§ Exercise directions:
With images excluded, write out each entry below exactly as given.

┌─ Input data

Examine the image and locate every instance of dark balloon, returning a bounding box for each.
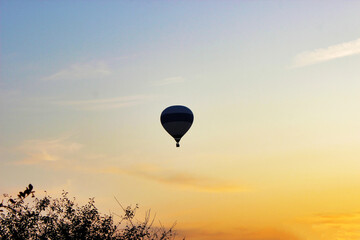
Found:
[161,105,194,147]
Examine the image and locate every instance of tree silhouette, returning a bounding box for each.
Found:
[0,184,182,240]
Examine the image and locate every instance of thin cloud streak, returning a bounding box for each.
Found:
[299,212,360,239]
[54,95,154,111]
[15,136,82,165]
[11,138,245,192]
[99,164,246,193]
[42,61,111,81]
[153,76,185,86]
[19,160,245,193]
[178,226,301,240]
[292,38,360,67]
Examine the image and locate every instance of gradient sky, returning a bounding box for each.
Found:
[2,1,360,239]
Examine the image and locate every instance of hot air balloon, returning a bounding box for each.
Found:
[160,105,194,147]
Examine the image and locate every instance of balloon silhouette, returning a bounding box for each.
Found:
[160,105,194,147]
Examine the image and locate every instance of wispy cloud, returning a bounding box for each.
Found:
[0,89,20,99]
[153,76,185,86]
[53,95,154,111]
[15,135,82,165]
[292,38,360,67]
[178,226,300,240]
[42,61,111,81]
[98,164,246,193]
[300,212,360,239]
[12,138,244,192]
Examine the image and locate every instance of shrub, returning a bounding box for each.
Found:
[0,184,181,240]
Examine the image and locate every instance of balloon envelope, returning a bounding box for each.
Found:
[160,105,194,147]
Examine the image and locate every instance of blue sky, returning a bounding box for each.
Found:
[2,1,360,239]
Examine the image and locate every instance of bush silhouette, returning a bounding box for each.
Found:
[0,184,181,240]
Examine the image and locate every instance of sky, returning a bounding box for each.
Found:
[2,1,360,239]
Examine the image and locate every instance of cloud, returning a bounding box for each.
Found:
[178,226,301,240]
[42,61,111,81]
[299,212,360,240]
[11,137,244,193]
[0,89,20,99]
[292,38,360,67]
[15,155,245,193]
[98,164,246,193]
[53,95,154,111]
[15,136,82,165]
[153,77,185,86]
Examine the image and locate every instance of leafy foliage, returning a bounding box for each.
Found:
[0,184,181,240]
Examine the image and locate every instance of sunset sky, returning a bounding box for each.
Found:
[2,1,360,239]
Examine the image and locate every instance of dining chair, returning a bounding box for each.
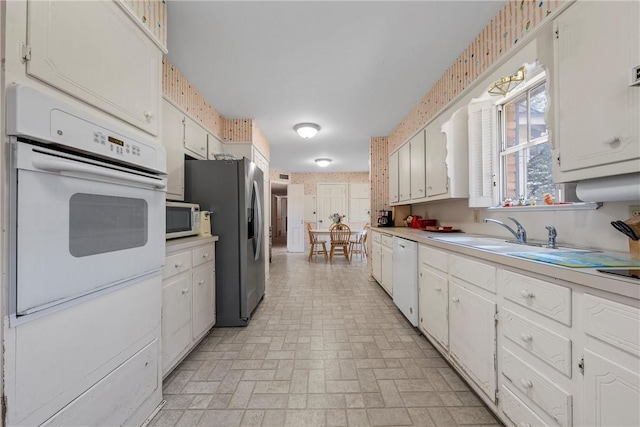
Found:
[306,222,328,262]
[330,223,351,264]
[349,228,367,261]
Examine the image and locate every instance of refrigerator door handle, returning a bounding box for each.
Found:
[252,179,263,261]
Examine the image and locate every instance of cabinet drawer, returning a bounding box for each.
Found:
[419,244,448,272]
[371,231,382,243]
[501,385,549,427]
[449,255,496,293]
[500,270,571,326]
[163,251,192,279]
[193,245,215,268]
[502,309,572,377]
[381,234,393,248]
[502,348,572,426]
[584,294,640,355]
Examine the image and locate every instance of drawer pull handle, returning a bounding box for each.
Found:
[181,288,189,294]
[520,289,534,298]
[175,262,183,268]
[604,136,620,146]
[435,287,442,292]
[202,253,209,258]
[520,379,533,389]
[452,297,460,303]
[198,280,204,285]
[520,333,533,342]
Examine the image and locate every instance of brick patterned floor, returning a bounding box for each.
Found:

└─

§ Exercise output:
Examine the image and locate every instance of dark balloon, returning a bounding box for each.
Found:
[161,105,194,147]
Examine the image and locate every instance of tree silhouette, returning a bounding box for each.
Found:
[0,184,182,240]
Examine the image and locate every instance of thin cloud streak, returning a bounding box for each.
Found:
[299,212,360,239]
[54,95,154,111]
[15,136,82,165]
[11,138,245,192]
[99,164,246,193]
[42,61,111,81]
[153,76,185,86]
[19,160,245,193]
[178,226,301,240]
[292,38,360,67]
Examine the image and locate every instance of gradient sky, returning a bounding box for each.
Found:
[2,1,360,239]
Examine the image and locate every instance of hot air balloon, returning a bounding box for each.
Found:
[160,105,194,147]
Examine the image and locate every instance of balloon silhouette, returning a bounding box for each.
Found:
[160,105,194,147]
Examine the image and locate every instance of wispy cloud, returning a bounding box for each.
Found:
[0,89,20,99]
[153,76,185,86]
[53,95,154,111]
[15,135,82,165]
[292,38,360,67]
[178,226,300,240]
[42,61,111,81]
[98,164,246,193]
[300,212,360,239]
[12,138,244,192]
Examine the image and locate every instance of shrub, returning a bounding box for each.
Found:
[0,184,181,240]
Examine the image and locate every instance of balloon envelope, returning a bounding box for each.
Found:
[160,105,194,147]
Examine the image and locate every instance of blue sky, returning a bounding box for each.
Found:
[2,1,360,239]
Examine the image and locate every instance of bush silhouette, returning a bounding box for each.
Found:
[0,184,181,240]
Examine the image and locate every instance of sky, returning a bounding box for each.
Found:
[2,1,360,239]
Examine the image and locate every instance of cloud, returning a bounding box for each.
Found:
[178,226,301,240]
[42,61,111,81]
[299,212,360,240]
[11,137,244,193]
[0,89,20,99]
[292,38,360,67]
[15,155,245,193]
[98,164,246,193]
[53,95,154,111]
[15,136,82,165]
[153,77,185,86]
Examine the image and locate every instance of leafy foliage, returning a bounding box for each.
Found:
[0,184,181,240]
Examine the image and locate every instance of sunset sky, returning a bounding box for each.
Found:
[2,1,360,239]
Examine the image and locate every instance of dining chair, returning a bounding box for each.
Found:
[306,222,328,262]
[330,223,351,264]
[349,228,367,261]
Examine the image and locate every instance of refrigerator door handle, returning a bounding box for each.
Found:
[252,179,263,261]
Examine the image and locate every instance of cabinet drawer, returning a bounding box for each.
Found:
[419,244,448,272]
[371,231,382,243]
[501,385,549,427]
[449,255,496,293]
[500,270,571,326]
[163,251,192,279]
[193,245,215,268]
[502,309,572,377]
[381,234,393,248]
[502,348,572,426]
[584,294,640,355]
Examine the image and locate every instance of drawer pull handle, returning a bounding box for each.
Found:
[181,288,189,294]
[520,289,534,298]
[175,262,183,268]
[604,136,620,146]
[435,287,442,292]
[202,253,209,258]
[520,379,533,389]
[452,297,460,303]
[198,280,204,285]
[520,333,533,342]
Examine the image and locate every instance of brick patterned floor, returning a bounding box for each.
Found:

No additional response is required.